─── DOCUMENT TEXT ───
Don’t expect any public celebratory groupings that will be vulnerable to attack, even as numerous warnings have been issued to consular personnel in Kyiv.
Key Takeaways
- Russian government sources confirmed that Russian authorities are bringing Ukrainian children to Russia and having Russian families adopt them. The forcible transfer of children from one group to another “with intent to destroy, in whole or in part, a national, ethnical, racial or religious group” is a violation of the Convention on the Prevention and Punishment of the Crime of Genocide.
- Russian authorities are deploying security forces to Luhansk Oblast likely in response to waning support for the war and growing unwillingness to fight among Luhansk residents. This deployment diverts these forces from operations elsewhere in Ukraine, likely contributing to the broader Russian failure to translate limited tactical gains into operational successes.
- Russian officials may have conducted a false flag event in Donetsk City to justify attacks against Ukrainian government buildings on Ukrainian Independence Day.
- Russian forces conducted limited ground attacks northeast and south of Bakhmut, on the northwestern outskirts of Donetsk City, and southwest of Donetsk City.
- Russian forces made limited gains east of Mykolaiv City and in northwestern Kherson Oblast.
- Ukrainian forces continued to strike Russian military assets and ground lines of communication (GLOCs) in Kherson Oblast.
- Russian federal subjects (regions) are continuing to increase one-time enlistment bonuses for recruits, and are likely recruiting personnel with no prior military experience for specialist positions.
- Ukrainian partisan activity continues to disrupt Russian occupation activities.
www.understandingwar.org/…
Supporting Effort #1—Kharkiv City (Russian objective: Defend ground lines of communication (GLOCs) to Izyum and prevent Ukrainian forces from reaching the Russian border)
Russian forces did not conduct any confirmed ground assaults around Kharkiv City on August 23. The Ukrainian General Staff reported that Russian forces focused on maintaining current positions.[30] The Derhachi City Council reported that Ukrainian forces attempted to break through Russian defensive lines near Dementiivka, west of Kozacha Lopan, and towards Velykii Prokhody and Tsupivka, all north of Kharkiv City, which may suggest that Ukrainian forces are continuing limited ground attacks to contest Russian-held lines in northern Kharkiv Oblast.[31] Russian forces conducted airstrikes near Pytomnyk, Kostyantynivka, and Verkhnii Saltiv.[32] Russian forces continued shelling Kharkiv City and settlements along the line of contact.[33]
www.understandingwar.org/...
─── PROVIDED RECORDS ───
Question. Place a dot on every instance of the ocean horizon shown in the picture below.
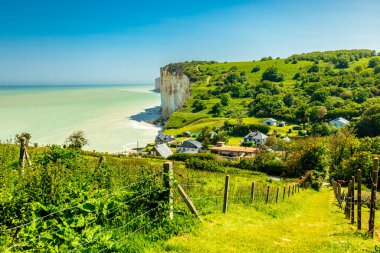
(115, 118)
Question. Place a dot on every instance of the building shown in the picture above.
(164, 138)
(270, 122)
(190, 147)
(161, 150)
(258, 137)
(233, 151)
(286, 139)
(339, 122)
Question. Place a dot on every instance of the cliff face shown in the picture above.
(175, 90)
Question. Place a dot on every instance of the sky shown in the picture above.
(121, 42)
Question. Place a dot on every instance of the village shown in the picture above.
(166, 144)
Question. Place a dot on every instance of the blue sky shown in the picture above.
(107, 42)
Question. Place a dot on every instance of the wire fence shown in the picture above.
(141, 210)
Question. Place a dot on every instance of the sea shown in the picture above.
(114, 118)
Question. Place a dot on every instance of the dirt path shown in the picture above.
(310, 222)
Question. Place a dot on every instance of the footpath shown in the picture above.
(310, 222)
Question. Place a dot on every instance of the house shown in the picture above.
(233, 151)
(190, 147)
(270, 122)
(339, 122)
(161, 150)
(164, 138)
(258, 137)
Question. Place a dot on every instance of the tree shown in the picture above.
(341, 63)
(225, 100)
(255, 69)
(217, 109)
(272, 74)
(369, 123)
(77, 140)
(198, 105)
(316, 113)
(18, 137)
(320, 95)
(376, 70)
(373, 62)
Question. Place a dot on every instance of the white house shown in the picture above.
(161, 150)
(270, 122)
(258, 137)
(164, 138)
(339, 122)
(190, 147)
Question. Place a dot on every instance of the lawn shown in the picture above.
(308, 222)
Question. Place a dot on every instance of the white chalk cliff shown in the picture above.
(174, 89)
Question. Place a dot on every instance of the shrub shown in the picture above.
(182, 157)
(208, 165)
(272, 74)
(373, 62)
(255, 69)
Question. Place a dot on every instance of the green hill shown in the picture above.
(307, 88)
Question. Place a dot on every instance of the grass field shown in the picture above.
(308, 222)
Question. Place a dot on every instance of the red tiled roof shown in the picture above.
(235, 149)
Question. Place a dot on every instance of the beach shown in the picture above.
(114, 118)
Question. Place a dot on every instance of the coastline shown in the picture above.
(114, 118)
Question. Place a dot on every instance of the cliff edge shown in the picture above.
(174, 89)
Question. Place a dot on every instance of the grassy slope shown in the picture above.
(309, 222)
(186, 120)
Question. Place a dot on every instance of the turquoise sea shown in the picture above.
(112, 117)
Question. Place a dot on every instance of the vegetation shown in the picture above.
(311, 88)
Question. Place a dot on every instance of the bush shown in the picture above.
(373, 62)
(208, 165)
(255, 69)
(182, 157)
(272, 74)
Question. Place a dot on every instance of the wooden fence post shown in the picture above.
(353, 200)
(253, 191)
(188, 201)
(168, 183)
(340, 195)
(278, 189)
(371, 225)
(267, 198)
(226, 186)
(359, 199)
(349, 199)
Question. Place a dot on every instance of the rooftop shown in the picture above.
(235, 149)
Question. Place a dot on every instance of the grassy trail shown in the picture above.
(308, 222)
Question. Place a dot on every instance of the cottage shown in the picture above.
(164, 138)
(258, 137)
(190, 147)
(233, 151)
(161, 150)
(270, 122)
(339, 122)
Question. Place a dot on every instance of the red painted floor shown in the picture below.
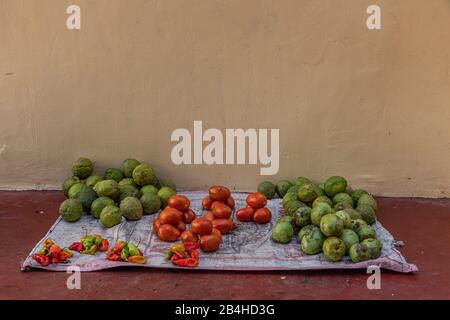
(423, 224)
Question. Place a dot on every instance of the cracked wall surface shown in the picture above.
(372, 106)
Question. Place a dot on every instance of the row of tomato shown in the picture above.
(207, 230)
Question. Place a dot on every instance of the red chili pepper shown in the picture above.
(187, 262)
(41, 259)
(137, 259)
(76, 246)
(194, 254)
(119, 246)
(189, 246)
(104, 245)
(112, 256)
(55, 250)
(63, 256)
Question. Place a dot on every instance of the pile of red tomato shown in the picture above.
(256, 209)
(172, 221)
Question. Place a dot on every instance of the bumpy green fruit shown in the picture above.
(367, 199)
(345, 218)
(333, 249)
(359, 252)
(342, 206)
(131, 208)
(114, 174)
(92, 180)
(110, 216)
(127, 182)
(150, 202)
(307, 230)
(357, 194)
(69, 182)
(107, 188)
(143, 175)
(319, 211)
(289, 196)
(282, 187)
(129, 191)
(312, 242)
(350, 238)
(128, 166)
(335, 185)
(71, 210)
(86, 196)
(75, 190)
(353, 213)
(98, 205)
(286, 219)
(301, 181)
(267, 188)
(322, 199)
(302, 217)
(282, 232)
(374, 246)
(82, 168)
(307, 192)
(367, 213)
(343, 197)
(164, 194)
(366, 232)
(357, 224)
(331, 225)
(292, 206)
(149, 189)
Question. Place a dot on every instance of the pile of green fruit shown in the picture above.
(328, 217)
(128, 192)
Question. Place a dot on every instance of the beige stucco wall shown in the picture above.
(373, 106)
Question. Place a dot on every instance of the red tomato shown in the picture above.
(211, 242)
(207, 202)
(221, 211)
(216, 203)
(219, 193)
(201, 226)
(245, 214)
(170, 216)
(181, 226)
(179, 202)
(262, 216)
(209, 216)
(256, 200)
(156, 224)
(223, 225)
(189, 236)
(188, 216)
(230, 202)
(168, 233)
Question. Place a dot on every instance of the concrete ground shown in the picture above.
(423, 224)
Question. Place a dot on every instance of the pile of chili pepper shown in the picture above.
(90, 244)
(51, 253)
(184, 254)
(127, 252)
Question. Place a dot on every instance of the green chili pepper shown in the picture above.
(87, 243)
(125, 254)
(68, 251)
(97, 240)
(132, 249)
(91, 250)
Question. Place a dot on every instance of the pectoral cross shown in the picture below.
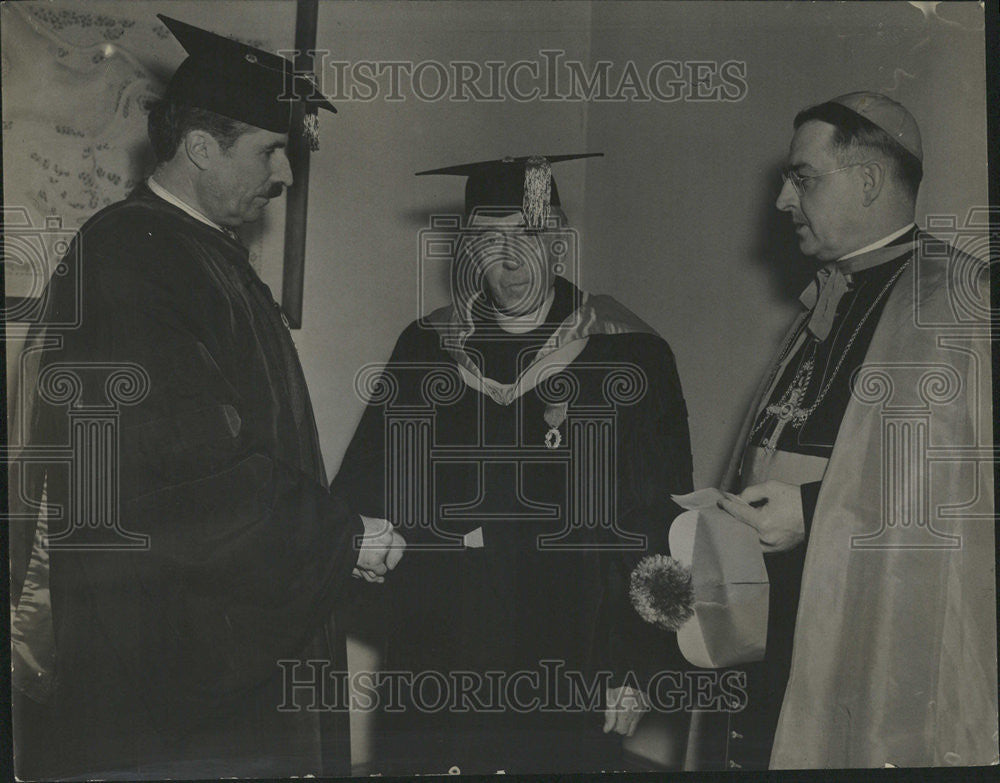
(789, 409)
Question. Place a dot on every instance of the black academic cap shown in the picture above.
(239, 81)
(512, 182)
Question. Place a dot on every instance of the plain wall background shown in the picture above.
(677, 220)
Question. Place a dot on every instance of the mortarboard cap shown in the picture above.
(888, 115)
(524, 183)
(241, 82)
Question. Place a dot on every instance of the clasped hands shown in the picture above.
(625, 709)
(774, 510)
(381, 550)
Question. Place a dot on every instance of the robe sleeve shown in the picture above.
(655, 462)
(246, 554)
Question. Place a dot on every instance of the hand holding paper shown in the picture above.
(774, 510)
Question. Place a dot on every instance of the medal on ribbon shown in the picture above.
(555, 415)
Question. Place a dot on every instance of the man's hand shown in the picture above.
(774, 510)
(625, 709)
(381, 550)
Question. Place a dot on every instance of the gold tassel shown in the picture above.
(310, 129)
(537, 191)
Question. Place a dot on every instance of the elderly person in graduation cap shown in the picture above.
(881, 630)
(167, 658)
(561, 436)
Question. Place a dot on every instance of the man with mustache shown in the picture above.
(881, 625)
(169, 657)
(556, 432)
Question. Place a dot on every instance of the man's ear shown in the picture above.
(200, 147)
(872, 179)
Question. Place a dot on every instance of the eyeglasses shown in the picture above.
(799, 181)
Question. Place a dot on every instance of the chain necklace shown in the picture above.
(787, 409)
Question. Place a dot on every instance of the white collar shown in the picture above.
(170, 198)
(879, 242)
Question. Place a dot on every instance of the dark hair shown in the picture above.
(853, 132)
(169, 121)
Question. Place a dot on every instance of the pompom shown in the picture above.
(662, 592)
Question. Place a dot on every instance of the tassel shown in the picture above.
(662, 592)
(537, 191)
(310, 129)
───
─── PROVIDED RECORDS ───
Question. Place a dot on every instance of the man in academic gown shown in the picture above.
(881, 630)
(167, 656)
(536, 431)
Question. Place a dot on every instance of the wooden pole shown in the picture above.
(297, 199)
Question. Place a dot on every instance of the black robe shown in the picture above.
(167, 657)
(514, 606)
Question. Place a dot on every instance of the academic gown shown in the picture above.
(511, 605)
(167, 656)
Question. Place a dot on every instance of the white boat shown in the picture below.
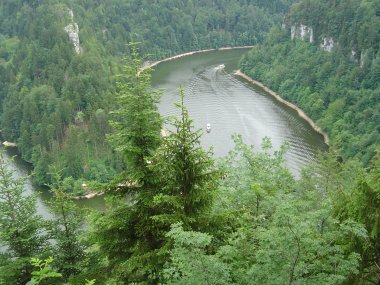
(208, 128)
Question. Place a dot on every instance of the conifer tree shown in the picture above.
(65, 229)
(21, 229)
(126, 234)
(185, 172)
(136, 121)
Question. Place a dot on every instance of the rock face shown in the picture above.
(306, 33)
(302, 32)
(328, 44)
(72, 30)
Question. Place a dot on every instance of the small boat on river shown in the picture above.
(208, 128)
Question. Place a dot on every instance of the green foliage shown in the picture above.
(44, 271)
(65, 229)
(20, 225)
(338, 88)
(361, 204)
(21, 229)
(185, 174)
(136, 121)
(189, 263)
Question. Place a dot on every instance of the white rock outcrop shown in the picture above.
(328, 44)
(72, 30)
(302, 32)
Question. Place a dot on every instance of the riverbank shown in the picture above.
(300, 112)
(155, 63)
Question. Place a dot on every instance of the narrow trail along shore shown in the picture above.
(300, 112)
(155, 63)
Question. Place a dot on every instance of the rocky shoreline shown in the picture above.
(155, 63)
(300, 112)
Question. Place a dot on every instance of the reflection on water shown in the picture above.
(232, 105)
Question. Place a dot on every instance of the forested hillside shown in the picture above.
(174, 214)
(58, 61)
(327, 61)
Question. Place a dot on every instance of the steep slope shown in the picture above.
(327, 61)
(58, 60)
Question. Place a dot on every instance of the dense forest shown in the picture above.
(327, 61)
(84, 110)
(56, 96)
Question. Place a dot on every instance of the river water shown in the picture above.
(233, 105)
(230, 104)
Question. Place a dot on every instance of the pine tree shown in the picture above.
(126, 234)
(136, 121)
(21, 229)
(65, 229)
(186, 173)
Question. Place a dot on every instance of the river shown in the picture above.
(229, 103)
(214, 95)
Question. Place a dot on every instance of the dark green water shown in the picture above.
───
_COMPLETE THE FOLLOWING_.
**1)** Answer these questions from the Ukraine war update:
(a) Where are Russian authorities deploying security forces?
(b) Which source reported that Russian forces focused on maintaining current positions around Kharkiv City?
(c) Near which places did Russian forces conduct airstrikes?
**2)** Repeat the part of the Ukraine war update that opens with the words containing "- Russian forces conducted" and closes with "for specialist positions.".
**3)** Please pick up the Ukraine war update after its last sentence and continue it.

_ANSWERS TO THE EXERCISE_.
**1)**
(a) Luhansk Oblast
(b) The Ukrainian General Staff
(c) Pytomnyk, Kostyantynivka, and Verkhnii Saltiv

**2)**
- Russian forces conducted limited ground attacks northeast and south of Bakhmut, on the northwestern outskirts of Donetsk City, and southwest of Donetsk City.
- Russian forces made limited gains east of Mykolaiv City and in northwestern Kherson Oblast.
- Ukrainian forces continued to strike Russian military assets and ground lines of communication (GLOCs) in Kherson Oblast.
- Russian federal subjects (regions) are continuing to increase one-time enlistment bonuses for recruits, and are likely recruiting personnel with no prior military experience for specialist positions.

**3)**
Russian authorities are deploying security forces to Luhansk Oblast likely in response to waning support for the war and growing unwillingness to fight among Luhansk residents. The LNR Internal Ministry reported on August 23 that LNR Internal Ministry personnel conducted joint patrols with consolidated police detachments from the Internal Ministries of St. Petersburg and Leningrad Oblast in Starobilsk, Shchastya, and Stanystia, occupied Luhansk Oblast.[5] The LNR Internal Ministry also reported on August 22 that Rosgvardia (Russian national guard) units conducted security for Russian Flag Day celebrations in Starobilsk.[6] Ukraine‘s Main Intelligence Directorate (GUR) reported that Rosgvardia elements in Dovzhansk (formerly Sverdlovsk), Luhansk Oblast are not subordinate to the local LNR forces and that Rosgvardia conducted a search of an LNR official in Dovzhansk.[7] The deployment of Russian security forces to police-occupied areas of Luhansk Oblast supports ISW’s previous assessment that LNR residents and possibly militia forces may be unwilling to continue fighting now that they have reached the Luhansk Oblast borders.[8] Recent intensified Russian efforts to forcibly mobilize residents in Luhansk likely exacerbated this disillusionment, and Russian authorities may be increasing Russian security forces’ presence in Luhansk to suppress any internal instability and/or because they are losing confidence in indigenous Luhansk forces.[9]
Russian authorities’ deployment of Rosgvardia elements to security duties in occupied Luhansk Oblast diverts these forces from operations elsewhere in Ukraine, likely contributing to the broader Russian failure to translate limited tactical gains into operational successes. ISW previously assessed that Russian forces had likely exhausted their momentum from territorial gains around Avdiivka and Bakhmut, Donetsk Oblast – a very small section of the whole Ukrainian theater – partially due to their inability to allocate sufficient resources to offensive operations.[10] LNR forces’ unwillingness to fight in the war, coupled with Rosgvardia forces’ presence in the rear instead of near the front will likely contribute to continued Russian failures to make significant territorial gains.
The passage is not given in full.